Once you have read the data below, write it all out exactly.

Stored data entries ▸
━━━
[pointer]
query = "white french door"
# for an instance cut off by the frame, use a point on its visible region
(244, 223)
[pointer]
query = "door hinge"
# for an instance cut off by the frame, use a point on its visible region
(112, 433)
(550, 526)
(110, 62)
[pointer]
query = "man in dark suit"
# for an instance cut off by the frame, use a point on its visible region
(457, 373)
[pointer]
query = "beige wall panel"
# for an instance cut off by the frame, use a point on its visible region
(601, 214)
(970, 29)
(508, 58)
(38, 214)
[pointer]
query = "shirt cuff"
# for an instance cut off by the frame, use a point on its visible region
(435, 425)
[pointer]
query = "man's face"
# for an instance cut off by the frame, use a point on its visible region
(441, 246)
━━━
Task result ▸
[pointer]
query = "white french door"
# for an instance cut off by the frame, use a point on its visible region
(244, 223)
[pointer]
query = "door hinge"
# for an instance cut off by the frame, use a point on its visible region
(112, 433)
(550, 526)
(110, 62)
[pointer]
query = "man in dark suit"
# for an instance cut off by the frame, use a point on its visible region
(457, 373)
[pointer]
query = "beige wall panel"
# for an instance cut off by the frame, use a point on its visible region
(601, 214)
(970, 29)
(508, 58)
(38, 214)
[pointer]
query = "shirt cuff"
# for an instance cut off by the frame, use a point on its visible region
(435, 425)
[pointer]
query = "man's face"
# for an instance cut off by the frame, use a point on its visible region
(441, 246)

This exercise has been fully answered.